Directions: Reproduce all of the data below verbatim, line by line, omitting the pictures from your answer.

■ ■ ■ ■ ■

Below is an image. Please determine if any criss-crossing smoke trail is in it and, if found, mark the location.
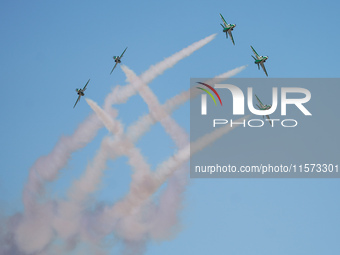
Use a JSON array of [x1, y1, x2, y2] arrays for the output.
[[0, 31, 245, 255], [10, 34, 216, 253]]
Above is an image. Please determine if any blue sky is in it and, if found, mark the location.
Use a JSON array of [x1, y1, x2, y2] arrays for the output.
[[0, 0, 340, 255]]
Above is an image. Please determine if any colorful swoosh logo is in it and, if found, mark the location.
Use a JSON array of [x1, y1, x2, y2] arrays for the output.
[[197, 82, 222, 106]]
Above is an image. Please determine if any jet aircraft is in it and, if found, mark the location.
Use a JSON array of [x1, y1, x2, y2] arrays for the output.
[[220, 13, 236, 45], [255, 95, 272, 125], [110, 47, 127, 74], [250, 46, 268, 76], [73, 79, 90, 108]]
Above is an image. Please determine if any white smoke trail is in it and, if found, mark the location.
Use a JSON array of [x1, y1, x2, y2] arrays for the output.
[[77, 65, 248, 249], [15, 35, 215, 255], [98, 116, 249, 234], [104, 34, 216, 108]]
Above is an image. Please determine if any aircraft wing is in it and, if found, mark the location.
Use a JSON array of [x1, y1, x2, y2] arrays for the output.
[[255, 95, 264, 109], [220, 13, 228, 27], [260, 62, 268, 76], [110, 62, 118, 74], [120, 47, 127, 58], [83, 79, 90, 91], [228, 30, 235, 45], [73, 95, 81, 108], [250, 46, 260, 59]]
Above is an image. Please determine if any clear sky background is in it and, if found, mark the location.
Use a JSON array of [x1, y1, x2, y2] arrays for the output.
[[0, 0, 340, 255]]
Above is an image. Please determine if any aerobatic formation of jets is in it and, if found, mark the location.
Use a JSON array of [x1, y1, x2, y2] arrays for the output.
[[110, 47, 127, 74], [73, 47, 127, 108], [73, 13, 271, 108], [220, 13, 272, 121]]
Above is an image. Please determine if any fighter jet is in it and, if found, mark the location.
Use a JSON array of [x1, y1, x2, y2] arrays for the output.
[[220, 13, 236, 45], [255, 95, 272, 126], [73, 79, 90, 108], [110, 47, 127, 74], [250, 46, 268, 76]]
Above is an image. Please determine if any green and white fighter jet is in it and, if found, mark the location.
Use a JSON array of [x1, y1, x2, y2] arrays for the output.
[[110, 47, 127, 74], [73, 79, 90, 108], [250, 46, 268, 76], [220, 13, 236, 45], [255, 95, 272, 126]]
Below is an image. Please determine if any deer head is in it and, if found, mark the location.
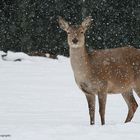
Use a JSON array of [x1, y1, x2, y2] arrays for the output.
[[59, 16, 92, 48]]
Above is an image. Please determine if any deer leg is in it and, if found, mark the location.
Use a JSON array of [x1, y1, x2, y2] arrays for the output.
[[135, 89, 140, 98], [122, 92, 138, 123], [85, 94, 95, 125], [98, 93, 107, 125]]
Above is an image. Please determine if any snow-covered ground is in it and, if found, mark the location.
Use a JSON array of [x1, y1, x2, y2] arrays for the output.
[[0, 52, 140, 140]]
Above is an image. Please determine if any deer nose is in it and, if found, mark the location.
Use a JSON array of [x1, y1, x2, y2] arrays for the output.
[[72, 38, 78, 44]]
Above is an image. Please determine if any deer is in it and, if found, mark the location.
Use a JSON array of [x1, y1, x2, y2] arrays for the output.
[[58, 16, 140, 125]]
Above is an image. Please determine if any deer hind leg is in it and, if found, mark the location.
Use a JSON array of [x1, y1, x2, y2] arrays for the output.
[[122, 92, 138, 123], [134, 89, 140, 98], [98, 94, 107, 125], [86, 94, 95, 125]]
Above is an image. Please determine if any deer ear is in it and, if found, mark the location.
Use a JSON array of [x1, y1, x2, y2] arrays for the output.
[[82, 16, 93, 30], [58, 16, 69, 31]]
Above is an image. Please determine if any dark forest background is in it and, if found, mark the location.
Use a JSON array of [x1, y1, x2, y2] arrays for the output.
[[0, 0, 140, 56]]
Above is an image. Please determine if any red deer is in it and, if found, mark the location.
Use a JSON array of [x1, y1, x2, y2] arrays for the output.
[[59, 17, 140, 125]]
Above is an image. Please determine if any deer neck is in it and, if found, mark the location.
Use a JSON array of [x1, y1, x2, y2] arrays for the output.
[[70, 46, 91, 79]]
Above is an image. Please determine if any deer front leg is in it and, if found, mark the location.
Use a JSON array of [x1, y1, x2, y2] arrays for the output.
[[85, 94, 95, 125], [98, 93, 107, 125], [122, 92, 138, 123]]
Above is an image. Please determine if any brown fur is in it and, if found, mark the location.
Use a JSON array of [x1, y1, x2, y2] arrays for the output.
[[59, 17, 140, 124]]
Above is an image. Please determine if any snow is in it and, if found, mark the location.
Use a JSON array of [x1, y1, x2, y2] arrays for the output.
[[0, 52, 140, 140]]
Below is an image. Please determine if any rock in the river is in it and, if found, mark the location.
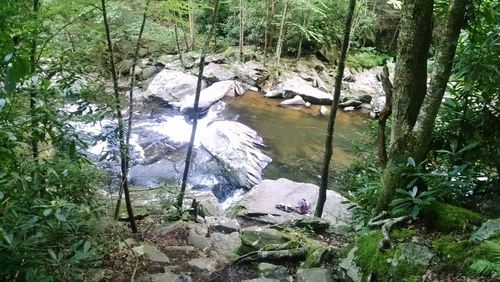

■ ■ ■ ■ ■

Task output:
Below is an image. Please determine if any criss-crossing smoke trail is in it and, if found, mark the location.
Use a JSON array of [x1, y1, x2, y2] arrays for the output.
[[0, 31, 245, 255], [10, 34, 216, 253]]
Above is an image. Please determine if any blue sky is in it and, if found, mark the location.
Use a JSON array of [x1, y1, x2, y2] arrays for the output.
[[0, 0, 340, 255]]
Above is an image. Please determine if any colorful swoosh logo is in it and, if found, mark the location.
Use a JSON array of [x1, y1, x2, y2] arrays for the output.
[[197, 82, 222, 106]]
Above is an image. Please determine if any jet aircraft is in it and, if found, mark the location.
Use a JSON array of [x1, y1, x2, y2] arrays for the output.
[[220, 13, 236, 45], [255, 95, 272, 125], [110, 47, 127, 74], [250, 46, 268, 76], [73, 79, 90, 108]]
Above is an image. Please determine if any white smoke trail is in it and, if found, mark the location.
Use a JSON array of [x1, y1, x2, y2] arrays for the output.
[[77, 65, 248, 249], [15, 35, 215, 255], [98, 116, 249, 234], [104, 34, 216, 108]]
Above is an image. Please determine if any aircraft wing is in it and, if found, mark the location.
Use a JSON array of [x1, y1, x2, y2] arrays for the output.
[[255, 95, 264, 109], [220, 13, 228, 27], [260, 62, 268, 76], [110, 62, 118, 74], [120, 47, 127, 58], [83, 79, 90, 91], [228, 30, 235, 45], [73, 95, 81, 108], [250, 46, 260, 59]]
Above is an image. Please determine if any clear sky background is in it and, if found, mark the location.
Use a JSON array of [x1, y1, x2, y2] arrays for the output.
[[0, 0, 340, 255]]
Above is an image. Please determine if any aerobatic formation of jets is in it and, if found, mark the location.
Use a JSON array of [x1, y1, x2, y2] arrays for the output.
[[110, 47, 127, 74], [73, 47, 127, 108], [73, 13, 271, 108], [220, 13, 272, 121]]
Above is an image. Please determine if any fighter jet is in it and, if found, mark the location.
Use a JSON array of [x1, y1, x2, y2] arrays for the output.
[[220, 13, 236, 45], [255, 95, 272, 126], [73, 79, 90, 108], [110, 47, 127, 74], [250, 46, 268, 76]]
Above is an image. Please determine if any green and white fighter jet is in it and, if found, mark the location.
Use a JSON array of [x1, y1, x2, y2] arrays for the output.
[[110, 47, 127, 74], [73, 79, 90, 108], [250, 46, 268, 76], [220, 13, 236, 45], [255, 95, 272, 126]]
Below is an image. Please determine if any deer head is in it and, if found, mark the location.
Use a JSON array of [x1, y1, x2, y2] arrays for the output.
[[59, 16, 92, 48]]
Above is an image. Please determine if any deer leg is in it and, if found, mark the location.
Use a JSON array of [x1, y1, x2, y2] arrays for the output.
[[135, 89, 140, 98], [122, 92, 138, 123], [85, 94, 95, 125], [98, 93, 107, 125]]
Above is an image. Please determine if any snow-covered ground is in it and, if found, mark the location.
Use a JSON array of [x1, y1, x2, y2] arrays for the output.
[[0, 52, 140, 140]]
Above is an image. Please determine if any deer nose is in it and, if found, mark the location.
Use a JSON array of [x1, y1, x2, y2] arrays for the output.
[[72, 38, 78, 44]]
Above is an image. Please determine if any deer is in it and, if found, mark the location.
Use a JSON array of [x1, y1, x2, y2] arrays for the output.
[[58, 16, 140, 125]]
Above is an image. Please determine if any deer hind leg is in it and, if found, mark the location.
Use a JSON array of [x1, y1, x2, y2] arrays for the output.
[[122, 92, 138, 123], [134, 89, 140, 98], [98, 94, 107, 125], [86, 94, 95, 125]]
Above is an image. Please determine if any deer ear is in it and, if found, mark the location.
Use a JSON array of [x1, y1, x2, y2] arrays for the output.
[[82, 16, 93, 30], [58, 16, 69, 31]]
Above is an image. Please determine if any dark forest background is in it and, if found, mark the location.
Use a JSON array of [x1, y1, x2, y2] arrays for the output.
[[0, 0, 140, 56]]
Above is an image. Please determine if any red deer is in it and, if found, mark the location.
Use a JSON array of [x1, y1, x2, y2] arrays for the output.
[[59, 17, 140, 125]]
Above is an image. Please determine if any deer neck is in it and, if found, mark the location.
Use a JSON array of [x1, y1, x2, y2] arrays for the output.
[[70, 46, 91, 79]]
Above is an image. Please determine if any deer front leg is in it and, if found, mark the location.
Use a JSON array of [x1, y1, x2, y2] arrays for the output.
[[85, 94, 95, 125], [98, 93, 107, 125], [122, 92, 138, 123]]
Above is an image. Please determine if any brown fur is in it and, if found, mark the location.
Use a JSON array of [x1, y1, x2, y2] arrays for the output.
[[59, 17, 140, 124]]
Above is an image. Please determine if any snow is in it and, if found, mark the location.
Use a JSON array of [x1, y1, x2, y2] arrays for the output.
[[0, 52, 140, 140]]
Below is an image. Please determine if any rock in the river is in it and, if found, mark the location.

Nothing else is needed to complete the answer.